* _LISTED RECORDS_:
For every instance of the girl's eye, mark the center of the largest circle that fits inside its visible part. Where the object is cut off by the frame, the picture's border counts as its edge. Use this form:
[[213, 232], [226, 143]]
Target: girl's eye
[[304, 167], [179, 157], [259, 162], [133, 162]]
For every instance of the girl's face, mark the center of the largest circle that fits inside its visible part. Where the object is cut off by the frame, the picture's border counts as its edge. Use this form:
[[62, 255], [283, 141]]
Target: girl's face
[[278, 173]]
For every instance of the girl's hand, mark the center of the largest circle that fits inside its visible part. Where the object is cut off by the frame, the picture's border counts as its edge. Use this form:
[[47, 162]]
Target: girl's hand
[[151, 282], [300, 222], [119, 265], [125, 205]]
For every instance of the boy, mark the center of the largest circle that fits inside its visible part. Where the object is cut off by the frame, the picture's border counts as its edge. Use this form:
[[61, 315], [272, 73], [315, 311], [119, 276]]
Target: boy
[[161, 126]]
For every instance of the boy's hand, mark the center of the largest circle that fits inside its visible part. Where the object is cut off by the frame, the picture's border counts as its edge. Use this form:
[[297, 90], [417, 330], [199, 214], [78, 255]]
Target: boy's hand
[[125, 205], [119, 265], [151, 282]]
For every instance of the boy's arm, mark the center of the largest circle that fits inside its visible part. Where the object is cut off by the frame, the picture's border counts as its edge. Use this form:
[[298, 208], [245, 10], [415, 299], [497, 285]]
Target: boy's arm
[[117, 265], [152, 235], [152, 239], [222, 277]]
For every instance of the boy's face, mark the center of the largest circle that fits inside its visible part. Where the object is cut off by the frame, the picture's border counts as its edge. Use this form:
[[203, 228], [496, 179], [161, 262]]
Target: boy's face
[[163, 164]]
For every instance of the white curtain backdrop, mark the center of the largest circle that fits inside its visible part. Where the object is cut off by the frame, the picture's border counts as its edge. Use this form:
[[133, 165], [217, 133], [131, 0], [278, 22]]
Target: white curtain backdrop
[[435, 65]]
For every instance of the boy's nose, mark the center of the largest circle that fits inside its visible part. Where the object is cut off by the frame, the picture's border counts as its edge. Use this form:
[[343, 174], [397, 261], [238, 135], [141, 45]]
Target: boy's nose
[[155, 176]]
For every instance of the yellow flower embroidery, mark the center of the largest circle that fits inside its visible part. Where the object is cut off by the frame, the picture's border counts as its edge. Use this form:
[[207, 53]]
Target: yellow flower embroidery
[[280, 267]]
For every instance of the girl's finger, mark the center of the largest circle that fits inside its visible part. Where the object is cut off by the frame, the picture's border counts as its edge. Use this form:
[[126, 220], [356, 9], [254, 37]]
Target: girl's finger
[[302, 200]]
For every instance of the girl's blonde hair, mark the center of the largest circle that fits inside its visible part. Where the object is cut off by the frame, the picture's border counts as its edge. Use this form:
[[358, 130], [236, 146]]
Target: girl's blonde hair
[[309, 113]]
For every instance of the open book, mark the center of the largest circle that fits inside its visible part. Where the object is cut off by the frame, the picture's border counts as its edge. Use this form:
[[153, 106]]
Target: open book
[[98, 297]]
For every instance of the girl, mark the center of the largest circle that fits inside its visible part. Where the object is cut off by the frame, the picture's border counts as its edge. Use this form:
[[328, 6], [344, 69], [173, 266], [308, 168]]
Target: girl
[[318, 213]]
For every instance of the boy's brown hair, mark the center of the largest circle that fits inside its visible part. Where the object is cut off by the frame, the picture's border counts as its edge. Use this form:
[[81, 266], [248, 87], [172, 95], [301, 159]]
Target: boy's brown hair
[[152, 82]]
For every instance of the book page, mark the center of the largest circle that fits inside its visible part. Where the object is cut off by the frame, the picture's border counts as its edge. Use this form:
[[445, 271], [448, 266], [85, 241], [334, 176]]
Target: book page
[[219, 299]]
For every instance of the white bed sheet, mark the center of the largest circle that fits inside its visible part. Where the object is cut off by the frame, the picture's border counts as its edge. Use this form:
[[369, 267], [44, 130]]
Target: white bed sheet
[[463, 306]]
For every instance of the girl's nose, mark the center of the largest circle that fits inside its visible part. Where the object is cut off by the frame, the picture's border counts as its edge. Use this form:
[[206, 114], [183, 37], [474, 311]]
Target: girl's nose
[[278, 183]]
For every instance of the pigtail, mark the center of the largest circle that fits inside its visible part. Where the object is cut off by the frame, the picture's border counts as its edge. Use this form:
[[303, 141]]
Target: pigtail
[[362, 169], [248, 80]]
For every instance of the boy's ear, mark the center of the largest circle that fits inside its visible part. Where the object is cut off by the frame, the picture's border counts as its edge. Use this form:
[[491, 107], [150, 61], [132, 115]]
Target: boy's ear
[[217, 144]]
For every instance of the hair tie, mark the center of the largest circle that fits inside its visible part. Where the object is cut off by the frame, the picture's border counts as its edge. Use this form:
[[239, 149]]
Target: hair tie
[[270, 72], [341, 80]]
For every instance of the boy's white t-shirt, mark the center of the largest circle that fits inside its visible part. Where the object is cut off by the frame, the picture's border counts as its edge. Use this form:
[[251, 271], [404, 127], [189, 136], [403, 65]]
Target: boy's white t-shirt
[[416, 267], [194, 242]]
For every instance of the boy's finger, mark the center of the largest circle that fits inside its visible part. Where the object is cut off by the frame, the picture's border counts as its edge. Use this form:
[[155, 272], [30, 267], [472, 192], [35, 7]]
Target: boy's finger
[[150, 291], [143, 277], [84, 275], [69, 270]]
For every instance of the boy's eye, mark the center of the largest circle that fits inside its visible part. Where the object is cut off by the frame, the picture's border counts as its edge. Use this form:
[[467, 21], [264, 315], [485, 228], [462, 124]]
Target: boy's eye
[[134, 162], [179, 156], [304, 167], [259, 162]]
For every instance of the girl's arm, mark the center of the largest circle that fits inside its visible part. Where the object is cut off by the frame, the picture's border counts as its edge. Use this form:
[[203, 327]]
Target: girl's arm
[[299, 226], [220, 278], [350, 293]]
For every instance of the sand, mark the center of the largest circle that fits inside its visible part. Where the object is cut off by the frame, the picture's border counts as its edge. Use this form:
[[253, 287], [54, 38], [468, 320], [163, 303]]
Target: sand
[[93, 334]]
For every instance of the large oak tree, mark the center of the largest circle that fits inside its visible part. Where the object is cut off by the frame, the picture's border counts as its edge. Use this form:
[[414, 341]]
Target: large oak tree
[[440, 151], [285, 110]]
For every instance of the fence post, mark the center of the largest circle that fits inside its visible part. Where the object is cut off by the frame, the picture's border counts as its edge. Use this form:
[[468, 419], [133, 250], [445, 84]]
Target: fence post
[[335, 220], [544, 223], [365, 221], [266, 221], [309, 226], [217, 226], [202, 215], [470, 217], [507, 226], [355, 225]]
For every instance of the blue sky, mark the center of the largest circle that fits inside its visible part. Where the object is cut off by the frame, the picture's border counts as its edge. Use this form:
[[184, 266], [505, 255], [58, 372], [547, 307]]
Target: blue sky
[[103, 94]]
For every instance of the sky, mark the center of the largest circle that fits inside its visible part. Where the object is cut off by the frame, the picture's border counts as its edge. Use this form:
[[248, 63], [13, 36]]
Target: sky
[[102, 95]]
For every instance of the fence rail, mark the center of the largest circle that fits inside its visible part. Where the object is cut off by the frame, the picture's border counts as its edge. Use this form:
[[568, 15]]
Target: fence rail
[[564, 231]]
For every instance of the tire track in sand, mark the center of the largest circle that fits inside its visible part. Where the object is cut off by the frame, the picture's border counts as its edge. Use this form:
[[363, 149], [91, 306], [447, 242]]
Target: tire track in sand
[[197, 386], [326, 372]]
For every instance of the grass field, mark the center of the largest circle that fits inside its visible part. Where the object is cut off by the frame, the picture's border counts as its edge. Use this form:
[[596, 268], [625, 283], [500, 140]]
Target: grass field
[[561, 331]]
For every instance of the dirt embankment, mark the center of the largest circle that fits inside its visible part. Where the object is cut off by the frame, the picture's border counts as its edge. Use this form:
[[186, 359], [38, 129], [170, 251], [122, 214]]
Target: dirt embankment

* _STATED TASK_: Please copy everything from the line containing "For every instance of the hair" down to the line containing "[[270, 72], [341, 80]]", changing "hair tie" to "hair band" throughout and leaving the rest as it is.

* _RESPONSE_:
For every instance of the hair band, mark the center of the largest circle that fits inside its visible part. Where the object is cut off by the frame, the picture's border counts as its edge. Use this form:
[[239, 149]]
Target: hair band
[[270, 72], [341, 80]]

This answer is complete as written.